[Excerpts of pointing data]
■ ■ ■ ■

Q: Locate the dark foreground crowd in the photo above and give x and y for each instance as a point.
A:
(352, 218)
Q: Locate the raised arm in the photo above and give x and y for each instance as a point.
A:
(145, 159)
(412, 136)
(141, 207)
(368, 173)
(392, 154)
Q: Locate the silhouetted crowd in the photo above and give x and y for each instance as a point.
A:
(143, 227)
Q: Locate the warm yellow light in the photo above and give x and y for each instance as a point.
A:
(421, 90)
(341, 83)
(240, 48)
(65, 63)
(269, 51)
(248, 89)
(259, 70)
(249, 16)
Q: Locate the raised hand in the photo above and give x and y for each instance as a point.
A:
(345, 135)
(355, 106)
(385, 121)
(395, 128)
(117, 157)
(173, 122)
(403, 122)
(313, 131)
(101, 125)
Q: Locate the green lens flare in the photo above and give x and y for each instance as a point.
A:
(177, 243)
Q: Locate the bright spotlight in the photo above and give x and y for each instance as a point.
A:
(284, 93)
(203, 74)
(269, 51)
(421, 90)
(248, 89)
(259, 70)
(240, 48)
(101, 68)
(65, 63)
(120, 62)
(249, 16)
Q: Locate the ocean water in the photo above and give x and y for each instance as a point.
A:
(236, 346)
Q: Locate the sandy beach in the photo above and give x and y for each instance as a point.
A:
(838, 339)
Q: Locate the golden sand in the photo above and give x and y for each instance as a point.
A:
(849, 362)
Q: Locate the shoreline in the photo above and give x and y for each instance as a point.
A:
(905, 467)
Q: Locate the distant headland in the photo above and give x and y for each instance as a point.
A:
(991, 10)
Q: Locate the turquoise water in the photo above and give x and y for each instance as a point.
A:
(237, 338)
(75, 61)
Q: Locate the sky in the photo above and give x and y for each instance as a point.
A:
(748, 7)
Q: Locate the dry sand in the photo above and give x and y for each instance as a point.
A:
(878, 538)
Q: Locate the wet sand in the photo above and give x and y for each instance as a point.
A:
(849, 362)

■ ■ ■ ■

TASK PROMPT:
All of the entries must be written out exactly as they stand.

EXERCISE SOLUTION:
Q: Locate the dark foreground crowd in the photo above and give x and y for each instance as a point.
A:
(352, 218)
Q: Locate the raised arm in the photo above and give x and y for each instance as a point.
A:
(145, 159)
(412, 136)
(141, 207)
(368, 173)
(392, 154)
Q: Locate the silhouetted crowd in the photo above and give x and y for each instance as a point.
A:
(143, 227)
Q: Locate the warm yellow light in the photo above and give x and y for each instance as a point.
A:
(421, 90)
(341, 83)
(240, 48)
(65, 63)
(269, 51)
(248, 89)
(259, 70)
(249, 16)
Q: Locate the raised hand in the photo above and give x and y for each instance as a point.
A:
(345, 135)
(355, 106)
(385, 121)
(395, 128)
(117, 157)
(173, 122)
(403, 122)
(313, 131)
(101, 125)
Q: Locate the green lens flare in the photo above and give x and y for each instance as a point.
A:
(177, 243)
Q: Locate the bright spotlight in the photo above and give x and y for each instance as a point.
A:
(284, 93)
(203, 74)
(269, 51)
(421, 90)
(248, 89)
(259, 70)
(240, 48)
(101, 68)
(65, 63)
(120, 62)
(249, 16)
Q: Locate the ocean water in the photo above and give x and y for each instance as a point.
A:
(236, 346)
Q: Locate the sandy beach in the photo above and give x and y for each instance as a point.
A:
(838, 339)
Q: Locate the golden sand in the photo above and give x and y for each instance as a point.
A:
(849, 362)
Q: Locate the shoreline in the photo above and give x and y for each instance as a point.
A:
(905, 467)
Q: Locate the distant headland in the photo above and give x and y for each instance as a point.
A:
(991, 10)
Q: Locate the turquoise water in the photo above and give x and y for each instance as a point.
A:
(237, 338)
(75, 61)
Q: Locate the sky in the photo above and give x and y for each instance as a point.
A:
(748, 7)
Q: Locate the dry sand in the photo above and give x and y for each instance as a point.
A:
(878, 538)
Q: Locate the wet sand in the photo above and give x and y for each instance as a point.
A:
(849, 362)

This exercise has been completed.